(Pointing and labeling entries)
"""
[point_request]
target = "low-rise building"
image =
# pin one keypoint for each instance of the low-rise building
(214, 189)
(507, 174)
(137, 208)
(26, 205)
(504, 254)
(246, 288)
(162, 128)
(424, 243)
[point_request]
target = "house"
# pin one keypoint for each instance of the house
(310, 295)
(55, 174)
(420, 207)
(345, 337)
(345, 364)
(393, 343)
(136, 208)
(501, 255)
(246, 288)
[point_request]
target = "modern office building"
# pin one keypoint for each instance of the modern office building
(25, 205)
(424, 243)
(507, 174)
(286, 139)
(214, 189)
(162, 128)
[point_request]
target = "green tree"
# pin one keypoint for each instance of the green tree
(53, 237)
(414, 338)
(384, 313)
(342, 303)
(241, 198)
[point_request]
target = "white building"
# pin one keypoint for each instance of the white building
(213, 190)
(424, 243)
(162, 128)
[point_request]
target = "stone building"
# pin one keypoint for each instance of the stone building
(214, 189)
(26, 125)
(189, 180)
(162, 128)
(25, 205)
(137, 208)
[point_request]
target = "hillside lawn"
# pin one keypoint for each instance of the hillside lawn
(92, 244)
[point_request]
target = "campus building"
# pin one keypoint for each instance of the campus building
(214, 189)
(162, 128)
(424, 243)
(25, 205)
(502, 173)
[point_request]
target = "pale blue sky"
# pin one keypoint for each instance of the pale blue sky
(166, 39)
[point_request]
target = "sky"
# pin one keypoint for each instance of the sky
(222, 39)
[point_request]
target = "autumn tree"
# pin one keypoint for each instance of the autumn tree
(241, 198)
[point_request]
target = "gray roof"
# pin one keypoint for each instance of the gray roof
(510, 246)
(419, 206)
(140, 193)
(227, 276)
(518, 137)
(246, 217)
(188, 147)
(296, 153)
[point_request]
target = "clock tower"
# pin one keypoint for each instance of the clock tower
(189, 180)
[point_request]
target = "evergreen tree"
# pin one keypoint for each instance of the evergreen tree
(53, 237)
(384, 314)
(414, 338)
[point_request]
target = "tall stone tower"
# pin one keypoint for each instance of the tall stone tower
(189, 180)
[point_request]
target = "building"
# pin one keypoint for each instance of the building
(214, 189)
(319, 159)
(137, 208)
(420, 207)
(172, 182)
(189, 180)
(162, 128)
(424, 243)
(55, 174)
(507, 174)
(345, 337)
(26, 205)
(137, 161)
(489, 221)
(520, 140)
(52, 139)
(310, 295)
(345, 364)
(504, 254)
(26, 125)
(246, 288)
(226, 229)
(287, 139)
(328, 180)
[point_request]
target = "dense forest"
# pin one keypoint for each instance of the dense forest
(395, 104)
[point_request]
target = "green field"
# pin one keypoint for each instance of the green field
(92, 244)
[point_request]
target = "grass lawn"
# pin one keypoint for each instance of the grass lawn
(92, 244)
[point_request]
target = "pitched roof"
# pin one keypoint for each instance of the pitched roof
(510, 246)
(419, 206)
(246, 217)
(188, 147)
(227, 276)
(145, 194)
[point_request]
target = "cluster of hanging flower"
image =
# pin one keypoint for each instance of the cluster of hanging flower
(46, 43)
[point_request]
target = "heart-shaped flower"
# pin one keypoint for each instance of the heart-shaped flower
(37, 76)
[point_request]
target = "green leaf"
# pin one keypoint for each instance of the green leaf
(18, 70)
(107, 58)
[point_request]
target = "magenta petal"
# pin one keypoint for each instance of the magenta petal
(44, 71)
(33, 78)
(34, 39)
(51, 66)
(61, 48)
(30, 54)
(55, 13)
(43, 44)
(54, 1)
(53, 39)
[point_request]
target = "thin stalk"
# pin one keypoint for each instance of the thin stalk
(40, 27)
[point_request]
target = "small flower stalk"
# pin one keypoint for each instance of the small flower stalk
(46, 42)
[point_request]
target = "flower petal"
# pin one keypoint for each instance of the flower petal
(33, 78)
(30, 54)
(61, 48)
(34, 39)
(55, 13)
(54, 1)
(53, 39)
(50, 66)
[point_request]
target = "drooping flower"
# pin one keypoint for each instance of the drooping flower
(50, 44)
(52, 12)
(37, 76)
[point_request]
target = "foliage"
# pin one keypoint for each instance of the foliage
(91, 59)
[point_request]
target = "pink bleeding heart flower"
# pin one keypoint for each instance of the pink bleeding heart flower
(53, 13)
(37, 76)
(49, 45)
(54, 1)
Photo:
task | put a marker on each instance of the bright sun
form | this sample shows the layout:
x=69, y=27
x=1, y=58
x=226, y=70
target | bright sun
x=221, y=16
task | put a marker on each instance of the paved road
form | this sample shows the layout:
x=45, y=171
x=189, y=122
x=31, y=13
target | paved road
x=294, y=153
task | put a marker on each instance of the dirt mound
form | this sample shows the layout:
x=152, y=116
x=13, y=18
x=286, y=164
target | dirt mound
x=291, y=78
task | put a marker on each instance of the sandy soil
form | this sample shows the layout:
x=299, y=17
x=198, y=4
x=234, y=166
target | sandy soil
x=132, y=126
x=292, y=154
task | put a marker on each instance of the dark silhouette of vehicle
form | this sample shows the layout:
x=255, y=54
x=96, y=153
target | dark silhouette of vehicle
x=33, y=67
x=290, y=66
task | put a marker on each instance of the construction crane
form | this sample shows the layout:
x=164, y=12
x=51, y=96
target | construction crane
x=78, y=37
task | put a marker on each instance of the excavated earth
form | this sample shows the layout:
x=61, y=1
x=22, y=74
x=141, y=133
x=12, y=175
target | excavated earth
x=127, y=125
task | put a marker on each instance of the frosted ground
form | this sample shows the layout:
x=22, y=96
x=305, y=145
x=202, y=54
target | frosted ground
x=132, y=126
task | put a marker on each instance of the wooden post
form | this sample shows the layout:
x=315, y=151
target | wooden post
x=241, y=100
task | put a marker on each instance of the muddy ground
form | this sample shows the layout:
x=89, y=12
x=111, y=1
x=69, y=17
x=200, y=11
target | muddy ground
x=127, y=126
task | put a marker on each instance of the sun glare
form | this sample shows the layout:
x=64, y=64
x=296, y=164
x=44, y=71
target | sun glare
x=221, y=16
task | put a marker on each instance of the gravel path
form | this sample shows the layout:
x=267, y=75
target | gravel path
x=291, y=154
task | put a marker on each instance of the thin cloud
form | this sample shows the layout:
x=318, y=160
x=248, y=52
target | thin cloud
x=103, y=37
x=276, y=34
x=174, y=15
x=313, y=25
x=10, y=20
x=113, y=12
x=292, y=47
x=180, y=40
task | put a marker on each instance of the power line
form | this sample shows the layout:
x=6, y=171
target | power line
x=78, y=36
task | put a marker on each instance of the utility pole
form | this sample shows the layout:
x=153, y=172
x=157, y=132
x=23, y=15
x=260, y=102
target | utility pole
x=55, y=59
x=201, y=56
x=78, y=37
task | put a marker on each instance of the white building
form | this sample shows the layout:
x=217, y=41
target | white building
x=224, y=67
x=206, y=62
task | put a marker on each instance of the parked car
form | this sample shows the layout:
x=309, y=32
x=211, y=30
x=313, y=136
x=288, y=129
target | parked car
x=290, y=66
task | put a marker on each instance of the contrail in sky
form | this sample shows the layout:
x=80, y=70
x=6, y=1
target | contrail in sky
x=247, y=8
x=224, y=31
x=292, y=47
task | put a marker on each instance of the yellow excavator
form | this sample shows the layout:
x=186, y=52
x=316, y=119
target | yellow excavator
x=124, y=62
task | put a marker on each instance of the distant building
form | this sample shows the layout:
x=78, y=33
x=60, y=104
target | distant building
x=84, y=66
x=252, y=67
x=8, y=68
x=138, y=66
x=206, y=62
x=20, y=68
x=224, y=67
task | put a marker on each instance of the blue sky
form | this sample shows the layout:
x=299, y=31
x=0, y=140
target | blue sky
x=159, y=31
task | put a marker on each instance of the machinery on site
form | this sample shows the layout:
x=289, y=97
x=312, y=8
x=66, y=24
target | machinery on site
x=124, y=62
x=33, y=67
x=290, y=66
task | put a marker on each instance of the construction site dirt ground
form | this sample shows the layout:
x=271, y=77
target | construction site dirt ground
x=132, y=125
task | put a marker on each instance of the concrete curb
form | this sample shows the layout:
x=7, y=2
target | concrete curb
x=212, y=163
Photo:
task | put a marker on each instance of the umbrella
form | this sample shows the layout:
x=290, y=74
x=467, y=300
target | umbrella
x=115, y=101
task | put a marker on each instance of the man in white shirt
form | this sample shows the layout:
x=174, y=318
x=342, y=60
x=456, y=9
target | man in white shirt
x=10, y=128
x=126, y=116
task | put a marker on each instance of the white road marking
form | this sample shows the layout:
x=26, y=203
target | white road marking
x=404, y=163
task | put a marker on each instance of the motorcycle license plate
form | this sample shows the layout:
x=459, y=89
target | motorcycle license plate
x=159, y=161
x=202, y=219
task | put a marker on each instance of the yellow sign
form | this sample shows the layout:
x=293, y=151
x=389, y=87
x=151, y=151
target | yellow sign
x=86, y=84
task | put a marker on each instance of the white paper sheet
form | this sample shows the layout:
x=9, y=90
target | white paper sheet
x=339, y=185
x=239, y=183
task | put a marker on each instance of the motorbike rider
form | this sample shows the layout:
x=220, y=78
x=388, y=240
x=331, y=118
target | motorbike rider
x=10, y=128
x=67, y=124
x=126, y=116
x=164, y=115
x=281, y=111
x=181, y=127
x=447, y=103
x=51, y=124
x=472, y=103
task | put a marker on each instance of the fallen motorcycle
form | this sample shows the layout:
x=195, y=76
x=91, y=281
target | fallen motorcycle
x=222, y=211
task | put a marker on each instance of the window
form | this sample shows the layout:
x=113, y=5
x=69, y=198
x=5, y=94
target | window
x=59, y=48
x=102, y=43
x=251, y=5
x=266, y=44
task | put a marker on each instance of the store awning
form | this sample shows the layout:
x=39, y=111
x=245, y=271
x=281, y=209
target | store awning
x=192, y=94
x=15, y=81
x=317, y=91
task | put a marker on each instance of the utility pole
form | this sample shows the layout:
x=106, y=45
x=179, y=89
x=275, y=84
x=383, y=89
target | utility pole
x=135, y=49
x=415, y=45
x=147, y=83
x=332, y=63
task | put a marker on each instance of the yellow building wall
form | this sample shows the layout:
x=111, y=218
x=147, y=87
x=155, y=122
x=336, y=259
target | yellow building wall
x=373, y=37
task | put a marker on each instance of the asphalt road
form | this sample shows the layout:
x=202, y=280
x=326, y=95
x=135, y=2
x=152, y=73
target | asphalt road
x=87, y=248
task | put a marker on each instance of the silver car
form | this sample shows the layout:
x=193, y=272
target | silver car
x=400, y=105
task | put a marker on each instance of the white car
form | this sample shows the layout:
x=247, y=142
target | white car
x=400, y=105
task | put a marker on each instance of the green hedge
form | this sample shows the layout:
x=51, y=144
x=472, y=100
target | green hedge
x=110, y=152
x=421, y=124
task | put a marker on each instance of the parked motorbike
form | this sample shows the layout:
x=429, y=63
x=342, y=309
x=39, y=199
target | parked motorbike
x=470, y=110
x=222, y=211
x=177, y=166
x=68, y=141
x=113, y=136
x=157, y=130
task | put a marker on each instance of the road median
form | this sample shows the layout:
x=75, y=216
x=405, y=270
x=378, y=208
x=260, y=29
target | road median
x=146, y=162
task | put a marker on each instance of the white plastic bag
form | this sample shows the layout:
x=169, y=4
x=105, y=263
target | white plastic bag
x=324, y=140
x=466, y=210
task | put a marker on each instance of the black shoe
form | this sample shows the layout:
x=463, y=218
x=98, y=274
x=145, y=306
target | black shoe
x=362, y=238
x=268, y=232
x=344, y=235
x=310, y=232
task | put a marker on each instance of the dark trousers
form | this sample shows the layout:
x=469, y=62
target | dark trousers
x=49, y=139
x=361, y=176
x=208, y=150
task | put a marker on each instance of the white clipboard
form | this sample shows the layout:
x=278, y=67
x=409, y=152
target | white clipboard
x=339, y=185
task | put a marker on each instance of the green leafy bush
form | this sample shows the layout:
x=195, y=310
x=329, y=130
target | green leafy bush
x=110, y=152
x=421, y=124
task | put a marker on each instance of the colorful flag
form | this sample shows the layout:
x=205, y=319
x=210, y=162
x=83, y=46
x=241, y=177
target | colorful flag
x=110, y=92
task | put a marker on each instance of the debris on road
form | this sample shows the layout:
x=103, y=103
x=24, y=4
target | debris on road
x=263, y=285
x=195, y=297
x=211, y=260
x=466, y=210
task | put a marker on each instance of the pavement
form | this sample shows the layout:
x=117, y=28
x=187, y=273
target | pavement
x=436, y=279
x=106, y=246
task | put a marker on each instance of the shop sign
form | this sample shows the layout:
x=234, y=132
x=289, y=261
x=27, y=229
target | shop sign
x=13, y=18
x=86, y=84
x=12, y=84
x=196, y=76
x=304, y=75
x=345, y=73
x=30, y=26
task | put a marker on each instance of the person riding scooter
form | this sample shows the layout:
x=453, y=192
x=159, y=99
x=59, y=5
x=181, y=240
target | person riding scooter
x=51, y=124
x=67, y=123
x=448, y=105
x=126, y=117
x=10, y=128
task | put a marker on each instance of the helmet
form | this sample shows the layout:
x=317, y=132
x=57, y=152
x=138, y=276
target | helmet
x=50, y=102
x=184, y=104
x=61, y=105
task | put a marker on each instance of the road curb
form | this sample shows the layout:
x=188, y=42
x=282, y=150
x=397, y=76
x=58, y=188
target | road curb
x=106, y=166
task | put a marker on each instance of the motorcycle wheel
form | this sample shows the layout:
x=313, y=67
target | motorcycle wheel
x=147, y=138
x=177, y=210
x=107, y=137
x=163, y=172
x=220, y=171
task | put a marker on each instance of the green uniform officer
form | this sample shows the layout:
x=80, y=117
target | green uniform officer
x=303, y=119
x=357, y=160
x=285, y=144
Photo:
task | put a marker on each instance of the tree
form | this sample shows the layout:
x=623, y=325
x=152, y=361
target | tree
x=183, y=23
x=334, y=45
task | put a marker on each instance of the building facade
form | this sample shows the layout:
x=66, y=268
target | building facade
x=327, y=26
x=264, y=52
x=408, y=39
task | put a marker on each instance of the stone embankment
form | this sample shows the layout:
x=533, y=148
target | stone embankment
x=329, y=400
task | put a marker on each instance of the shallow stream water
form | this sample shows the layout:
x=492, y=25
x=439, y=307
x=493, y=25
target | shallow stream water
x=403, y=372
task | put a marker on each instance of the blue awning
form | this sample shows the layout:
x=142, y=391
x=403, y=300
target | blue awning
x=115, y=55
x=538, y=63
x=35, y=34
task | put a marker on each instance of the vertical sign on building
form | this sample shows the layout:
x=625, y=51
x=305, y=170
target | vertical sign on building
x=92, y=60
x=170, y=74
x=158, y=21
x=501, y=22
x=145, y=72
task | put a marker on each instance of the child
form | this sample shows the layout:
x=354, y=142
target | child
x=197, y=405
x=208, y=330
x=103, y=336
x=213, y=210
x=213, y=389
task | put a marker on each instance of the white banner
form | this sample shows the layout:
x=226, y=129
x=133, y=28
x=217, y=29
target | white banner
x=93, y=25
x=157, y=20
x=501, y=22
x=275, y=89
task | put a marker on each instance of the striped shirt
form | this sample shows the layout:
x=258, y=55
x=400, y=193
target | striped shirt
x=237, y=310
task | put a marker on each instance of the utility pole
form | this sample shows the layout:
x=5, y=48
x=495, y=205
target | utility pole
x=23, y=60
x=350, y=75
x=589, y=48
"""
-- What you are asked to do --
All lines from the line containing "the blue awning" through the end of the listing above are to be duplicated exactly; include both ends and nothing further.

-- Response --
task | put a marker on each instance of the blue awning
form | this sample shows the layout:
x=142, y=391
x=403, y=300
target | blue awning
x=115, y=55
x=538, y=63
x=35, y=34
task | put a marker on each instance of the vertical sign on building
form | this sample shows the layout:
x=625, y=51
x=305, y=170
target | vertical sign on building
x=92, y=60
x=170, y=74
x=158, y=21
x=501, y=22
x=145, y=72
task | put a marker on each instance of the child
form | this sample shows the layout:
x=354, y=142
target | child
x=197, y=405
x=208, y=330
x=103, y=336
x=213, y=210
x=213, y=389
task | put a marker on each instance of the white banner
form | this sample shows the layout:
x=226, y=129
x=133, y=28
x=217, y=29
target | white banner
x=93, y=25
x=157, y=20
x=501, y=22
x=275, y=89
task | put a marker on each instance of the striped shirt
form | this sample shows the layout:
x=258, y=55
x=400, y=193
target | striped shirt
x=237, y=310
task | put a marker on each instance of the utility pole
form | this sample shows the layout:
x=5, y=48
x=495, y=205
target | utility pole
x=23, y=60
x=350, y=75
x=589, y=48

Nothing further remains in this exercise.